Copy the lines below that contain "sneaker".
:: TASK INPUTS
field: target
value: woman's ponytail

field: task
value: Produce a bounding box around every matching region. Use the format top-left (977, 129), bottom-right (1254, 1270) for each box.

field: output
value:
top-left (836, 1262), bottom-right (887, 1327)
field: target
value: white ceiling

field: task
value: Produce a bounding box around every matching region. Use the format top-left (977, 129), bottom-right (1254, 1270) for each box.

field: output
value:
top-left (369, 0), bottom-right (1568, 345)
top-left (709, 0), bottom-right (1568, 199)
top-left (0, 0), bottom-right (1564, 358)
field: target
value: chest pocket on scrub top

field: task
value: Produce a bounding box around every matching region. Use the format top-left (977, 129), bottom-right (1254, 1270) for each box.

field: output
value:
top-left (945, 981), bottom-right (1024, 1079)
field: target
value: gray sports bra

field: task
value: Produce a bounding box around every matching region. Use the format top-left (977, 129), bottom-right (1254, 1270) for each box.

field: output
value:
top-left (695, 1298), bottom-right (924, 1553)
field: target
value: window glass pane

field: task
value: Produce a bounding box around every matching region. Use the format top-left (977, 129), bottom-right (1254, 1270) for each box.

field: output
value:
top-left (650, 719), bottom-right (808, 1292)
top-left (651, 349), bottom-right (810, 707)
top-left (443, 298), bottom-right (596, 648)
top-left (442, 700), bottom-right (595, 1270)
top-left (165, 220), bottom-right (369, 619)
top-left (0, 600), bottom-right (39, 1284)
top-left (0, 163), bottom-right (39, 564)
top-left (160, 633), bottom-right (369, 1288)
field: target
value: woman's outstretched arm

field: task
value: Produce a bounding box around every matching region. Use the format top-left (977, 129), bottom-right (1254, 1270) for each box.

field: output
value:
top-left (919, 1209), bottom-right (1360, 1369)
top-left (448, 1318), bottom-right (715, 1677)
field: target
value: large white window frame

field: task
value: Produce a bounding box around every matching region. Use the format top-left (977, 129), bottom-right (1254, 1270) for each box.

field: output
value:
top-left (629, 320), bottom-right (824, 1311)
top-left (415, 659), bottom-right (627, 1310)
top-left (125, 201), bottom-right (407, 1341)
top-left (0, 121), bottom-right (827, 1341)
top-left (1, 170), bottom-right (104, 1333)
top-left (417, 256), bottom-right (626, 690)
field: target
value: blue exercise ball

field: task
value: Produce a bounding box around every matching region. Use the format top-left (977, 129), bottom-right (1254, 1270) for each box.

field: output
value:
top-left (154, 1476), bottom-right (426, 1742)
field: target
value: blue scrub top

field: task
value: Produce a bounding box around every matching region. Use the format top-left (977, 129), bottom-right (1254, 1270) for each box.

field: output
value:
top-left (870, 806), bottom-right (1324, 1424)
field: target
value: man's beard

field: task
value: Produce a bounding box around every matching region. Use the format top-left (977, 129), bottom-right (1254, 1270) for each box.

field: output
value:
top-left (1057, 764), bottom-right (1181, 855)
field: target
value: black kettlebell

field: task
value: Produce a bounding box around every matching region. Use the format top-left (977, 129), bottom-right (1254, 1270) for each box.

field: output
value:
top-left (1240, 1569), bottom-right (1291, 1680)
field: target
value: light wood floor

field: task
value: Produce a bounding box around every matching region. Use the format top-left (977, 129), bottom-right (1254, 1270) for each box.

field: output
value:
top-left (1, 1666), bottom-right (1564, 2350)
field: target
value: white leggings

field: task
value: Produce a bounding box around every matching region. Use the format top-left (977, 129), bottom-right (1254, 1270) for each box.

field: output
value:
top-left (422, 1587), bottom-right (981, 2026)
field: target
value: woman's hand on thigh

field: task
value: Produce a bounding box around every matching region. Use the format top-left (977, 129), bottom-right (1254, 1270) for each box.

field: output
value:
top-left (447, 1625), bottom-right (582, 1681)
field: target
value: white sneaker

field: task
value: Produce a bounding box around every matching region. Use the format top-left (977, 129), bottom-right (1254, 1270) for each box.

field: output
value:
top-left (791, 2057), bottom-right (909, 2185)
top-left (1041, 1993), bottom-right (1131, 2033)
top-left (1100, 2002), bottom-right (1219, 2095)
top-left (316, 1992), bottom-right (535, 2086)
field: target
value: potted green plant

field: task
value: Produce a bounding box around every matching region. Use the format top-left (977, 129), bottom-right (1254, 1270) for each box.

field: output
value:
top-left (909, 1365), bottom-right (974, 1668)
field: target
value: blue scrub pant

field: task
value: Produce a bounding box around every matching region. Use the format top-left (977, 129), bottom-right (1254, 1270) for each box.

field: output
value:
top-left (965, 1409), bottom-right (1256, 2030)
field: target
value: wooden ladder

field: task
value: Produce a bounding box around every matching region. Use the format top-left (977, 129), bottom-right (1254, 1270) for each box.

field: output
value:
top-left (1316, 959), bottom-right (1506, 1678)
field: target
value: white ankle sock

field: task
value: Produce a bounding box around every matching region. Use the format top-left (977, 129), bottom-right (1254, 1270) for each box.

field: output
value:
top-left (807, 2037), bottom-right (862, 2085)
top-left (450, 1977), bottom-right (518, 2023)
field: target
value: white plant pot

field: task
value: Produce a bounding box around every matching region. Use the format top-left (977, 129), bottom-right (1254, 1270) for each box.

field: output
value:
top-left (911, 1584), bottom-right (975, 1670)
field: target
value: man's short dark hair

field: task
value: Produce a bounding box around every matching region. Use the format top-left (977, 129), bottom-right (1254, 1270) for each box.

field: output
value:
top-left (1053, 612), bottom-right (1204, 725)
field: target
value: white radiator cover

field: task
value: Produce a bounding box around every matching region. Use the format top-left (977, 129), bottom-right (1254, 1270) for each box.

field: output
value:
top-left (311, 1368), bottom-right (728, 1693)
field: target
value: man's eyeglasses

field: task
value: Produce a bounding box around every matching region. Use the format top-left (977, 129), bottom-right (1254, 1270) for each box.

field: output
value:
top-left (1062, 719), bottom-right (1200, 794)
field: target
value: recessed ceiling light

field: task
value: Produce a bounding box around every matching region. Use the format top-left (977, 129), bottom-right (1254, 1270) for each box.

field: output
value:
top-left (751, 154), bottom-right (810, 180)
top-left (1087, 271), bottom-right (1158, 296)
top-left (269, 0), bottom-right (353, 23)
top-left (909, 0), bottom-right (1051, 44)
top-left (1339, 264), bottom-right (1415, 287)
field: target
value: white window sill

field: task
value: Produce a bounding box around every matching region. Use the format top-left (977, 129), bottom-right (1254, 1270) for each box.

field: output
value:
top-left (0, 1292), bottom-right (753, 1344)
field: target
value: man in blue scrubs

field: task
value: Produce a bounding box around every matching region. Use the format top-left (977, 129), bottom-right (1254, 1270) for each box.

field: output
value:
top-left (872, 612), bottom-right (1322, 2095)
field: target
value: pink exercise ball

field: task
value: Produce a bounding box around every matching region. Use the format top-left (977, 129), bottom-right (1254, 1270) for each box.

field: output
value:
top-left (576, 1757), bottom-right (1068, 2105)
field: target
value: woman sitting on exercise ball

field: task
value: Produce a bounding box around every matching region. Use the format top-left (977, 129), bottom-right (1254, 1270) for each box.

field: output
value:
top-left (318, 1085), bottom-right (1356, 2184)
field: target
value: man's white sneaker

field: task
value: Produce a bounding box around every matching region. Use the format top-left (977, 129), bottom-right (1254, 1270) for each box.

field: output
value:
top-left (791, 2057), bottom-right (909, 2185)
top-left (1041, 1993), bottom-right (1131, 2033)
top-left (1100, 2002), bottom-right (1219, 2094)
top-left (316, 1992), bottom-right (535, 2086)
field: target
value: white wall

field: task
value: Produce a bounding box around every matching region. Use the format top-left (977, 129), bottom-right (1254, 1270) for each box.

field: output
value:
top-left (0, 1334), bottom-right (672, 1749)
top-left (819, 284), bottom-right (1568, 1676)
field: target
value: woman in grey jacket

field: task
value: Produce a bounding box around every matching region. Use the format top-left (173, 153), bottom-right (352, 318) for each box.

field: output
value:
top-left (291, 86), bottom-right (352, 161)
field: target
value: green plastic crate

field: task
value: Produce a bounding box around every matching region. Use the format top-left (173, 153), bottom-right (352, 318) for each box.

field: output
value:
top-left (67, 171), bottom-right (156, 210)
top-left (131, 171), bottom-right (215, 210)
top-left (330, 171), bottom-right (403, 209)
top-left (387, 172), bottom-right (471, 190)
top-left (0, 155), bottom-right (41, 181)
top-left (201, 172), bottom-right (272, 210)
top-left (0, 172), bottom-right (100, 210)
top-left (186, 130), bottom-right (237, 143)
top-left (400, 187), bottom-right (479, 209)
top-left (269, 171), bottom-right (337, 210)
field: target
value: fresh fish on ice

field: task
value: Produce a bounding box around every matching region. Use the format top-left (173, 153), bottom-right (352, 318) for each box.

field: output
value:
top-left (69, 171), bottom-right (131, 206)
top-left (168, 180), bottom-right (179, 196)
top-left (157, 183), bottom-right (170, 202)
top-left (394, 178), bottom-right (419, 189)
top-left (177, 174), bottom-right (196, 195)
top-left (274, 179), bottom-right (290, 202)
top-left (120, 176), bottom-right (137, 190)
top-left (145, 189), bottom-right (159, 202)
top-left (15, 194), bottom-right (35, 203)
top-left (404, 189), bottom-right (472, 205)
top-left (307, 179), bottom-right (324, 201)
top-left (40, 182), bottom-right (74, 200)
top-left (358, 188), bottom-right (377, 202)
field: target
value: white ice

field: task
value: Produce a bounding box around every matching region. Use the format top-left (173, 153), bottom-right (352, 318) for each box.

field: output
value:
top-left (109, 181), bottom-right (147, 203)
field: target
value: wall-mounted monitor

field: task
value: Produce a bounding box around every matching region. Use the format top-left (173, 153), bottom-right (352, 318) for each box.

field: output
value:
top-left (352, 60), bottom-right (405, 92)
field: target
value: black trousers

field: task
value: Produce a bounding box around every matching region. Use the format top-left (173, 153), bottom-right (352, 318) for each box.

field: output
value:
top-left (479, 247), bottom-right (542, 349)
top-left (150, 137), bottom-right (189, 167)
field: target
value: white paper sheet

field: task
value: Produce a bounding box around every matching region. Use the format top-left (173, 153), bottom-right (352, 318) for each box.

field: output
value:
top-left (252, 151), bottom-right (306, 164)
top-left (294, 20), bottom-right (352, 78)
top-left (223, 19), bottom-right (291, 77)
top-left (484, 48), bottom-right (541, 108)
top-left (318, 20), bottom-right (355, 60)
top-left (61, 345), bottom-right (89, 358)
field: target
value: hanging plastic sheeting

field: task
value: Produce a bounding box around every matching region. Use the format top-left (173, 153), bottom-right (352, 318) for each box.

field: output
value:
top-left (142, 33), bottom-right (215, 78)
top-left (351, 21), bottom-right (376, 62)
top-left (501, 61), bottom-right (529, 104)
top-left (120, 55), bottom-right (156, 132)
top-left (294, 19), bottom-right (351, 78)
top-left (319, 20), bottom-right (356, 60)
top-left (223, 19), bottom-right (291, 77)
::::
_SOLUTION_
value: white sneaker
value: man's white sneaker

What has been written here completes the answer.